Job | Copy the records from the start through the line containing "141 159 244 169", swapping "roof gutter" for "rain gutter" and leaving everything else as it is.

Input material |

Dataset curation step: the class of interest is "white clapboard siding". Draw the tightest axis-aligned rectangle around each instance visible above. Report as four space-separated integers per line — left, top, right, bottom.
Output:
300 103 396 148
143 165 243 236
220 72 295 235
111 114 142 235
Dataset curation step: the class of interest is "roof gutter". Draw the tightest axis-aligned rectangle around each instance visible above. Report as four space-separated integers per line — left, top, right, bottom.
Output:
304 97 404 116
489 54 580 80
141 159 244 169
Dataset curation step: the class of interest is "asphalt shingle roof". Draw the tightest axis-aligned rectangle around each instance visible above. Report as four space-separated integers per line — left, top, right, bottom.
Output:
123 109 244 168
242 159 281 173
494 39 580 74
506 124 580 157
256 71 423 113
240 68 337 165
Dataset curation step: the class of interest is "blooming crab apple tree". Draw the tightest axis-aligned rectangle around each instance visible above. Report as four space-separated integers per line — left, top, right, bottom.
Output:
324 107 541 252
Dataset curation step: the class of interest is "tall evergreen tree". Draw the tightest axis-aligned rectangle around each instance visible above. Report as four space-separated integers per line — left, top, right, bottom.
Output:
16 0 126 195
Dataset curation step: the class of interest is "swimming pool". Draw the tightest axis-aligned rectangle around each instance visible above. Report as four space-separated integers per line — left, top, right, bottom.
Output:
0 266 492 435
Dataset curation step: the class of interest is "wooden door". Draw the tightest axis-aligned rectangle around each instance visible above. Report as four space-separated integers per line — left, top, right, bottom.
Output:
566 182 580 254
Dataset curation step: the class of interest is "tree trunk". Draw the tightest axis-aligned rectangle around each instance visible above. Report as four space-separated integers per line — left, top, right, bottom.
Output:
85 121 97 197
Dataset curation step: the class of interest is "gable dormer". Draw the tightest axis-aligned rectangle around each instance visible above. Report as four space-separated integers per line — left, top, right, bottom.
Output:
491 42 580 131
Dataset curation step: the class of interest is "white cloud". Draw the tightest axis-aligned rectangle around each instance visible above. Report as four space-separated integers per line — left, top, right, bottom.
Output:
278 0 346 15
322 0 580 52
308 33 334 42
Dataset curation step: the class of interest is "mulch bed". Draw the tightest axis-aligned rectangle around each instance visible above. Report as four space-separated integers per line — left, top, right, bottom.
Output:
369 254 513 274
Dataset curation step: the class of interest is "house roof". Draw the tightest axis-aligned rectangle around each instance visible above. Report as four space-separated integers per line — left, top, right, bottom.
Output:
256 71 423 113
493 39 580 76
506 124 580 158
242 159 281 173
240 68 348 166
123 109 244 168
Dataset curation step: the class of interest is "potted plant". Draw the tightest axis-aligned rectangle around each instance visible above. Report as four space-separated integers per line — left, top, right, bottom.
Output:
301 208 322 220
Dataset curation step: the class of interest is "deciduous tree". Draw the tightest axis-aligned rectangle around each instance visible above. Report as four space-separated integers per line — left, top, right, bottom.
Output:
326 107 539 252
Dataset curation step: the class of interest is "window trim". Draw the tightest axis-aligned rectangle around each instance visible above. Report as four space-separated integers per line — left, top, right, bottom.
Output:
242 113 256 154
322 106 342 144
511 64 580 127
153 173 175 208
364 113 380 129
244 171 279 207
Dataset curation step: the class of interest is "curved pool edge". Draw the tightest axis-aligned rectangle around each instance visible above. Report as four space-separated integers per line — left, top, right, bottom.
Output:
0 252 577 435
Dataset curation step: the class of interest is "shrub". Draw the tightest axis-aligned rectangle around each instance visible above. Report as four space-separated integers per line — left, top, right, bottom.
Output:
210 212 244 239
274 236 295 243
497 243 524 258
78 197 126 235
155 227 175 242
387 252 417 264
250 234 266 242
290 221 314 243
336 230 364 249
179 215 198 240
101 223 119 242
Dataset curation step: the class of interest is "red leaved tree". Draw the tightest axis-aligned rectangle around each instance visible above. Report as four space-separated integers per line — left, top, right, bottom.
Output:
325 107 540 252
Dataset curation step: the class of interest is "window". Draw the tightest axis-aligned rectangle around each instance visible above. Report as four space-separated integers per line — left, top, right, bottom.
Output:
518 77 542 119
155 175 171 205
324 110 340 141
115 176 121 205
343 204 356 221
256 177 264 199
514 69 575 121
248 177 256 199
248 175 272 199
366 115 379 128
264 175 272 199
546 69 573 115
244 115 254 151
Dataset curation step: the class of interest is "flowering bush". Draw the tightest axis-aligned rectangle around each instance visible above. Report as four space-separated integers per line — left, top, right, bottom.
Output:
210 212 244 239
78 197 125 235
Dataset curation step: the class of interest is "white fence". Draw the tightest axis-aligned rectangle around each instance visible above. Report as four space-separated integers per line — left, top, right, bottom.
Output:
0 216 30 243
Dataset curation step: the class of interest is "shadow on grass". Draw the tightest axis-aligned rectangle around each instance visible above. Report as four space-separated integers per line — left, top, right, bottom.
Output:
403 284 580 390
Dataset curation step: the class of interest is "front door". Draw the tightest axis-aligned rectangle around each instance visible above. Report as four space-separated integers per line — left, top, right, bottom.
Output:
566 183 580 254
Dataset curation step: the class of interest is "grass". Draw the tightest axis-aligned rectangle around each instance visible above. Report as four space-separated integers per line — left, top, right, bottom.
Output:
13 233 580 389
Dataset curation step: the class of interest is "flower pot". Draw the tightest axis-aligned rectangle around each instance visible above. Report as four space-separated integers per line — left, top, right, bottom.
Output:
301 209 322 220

Finished task |
Dataset curation step: the class of interest is "white clapboard siding". Draw the tightest axis-aligned rectangle around each instance visible above. Report as four space-separated integers per line — left, top, right, bottom.
Output:
300 103 396 148
143 165 243 236
220 72 295 235
111 114 142 235
Dataset curation step: the class of interest is "rain gutter". Draw the tightest axis-aligned rectangle around each instance visible above. Report as four space-separated integers per line — left, top, right, bottom.
Output:
304 97 404 116
489 54 580 80
141 159 244 169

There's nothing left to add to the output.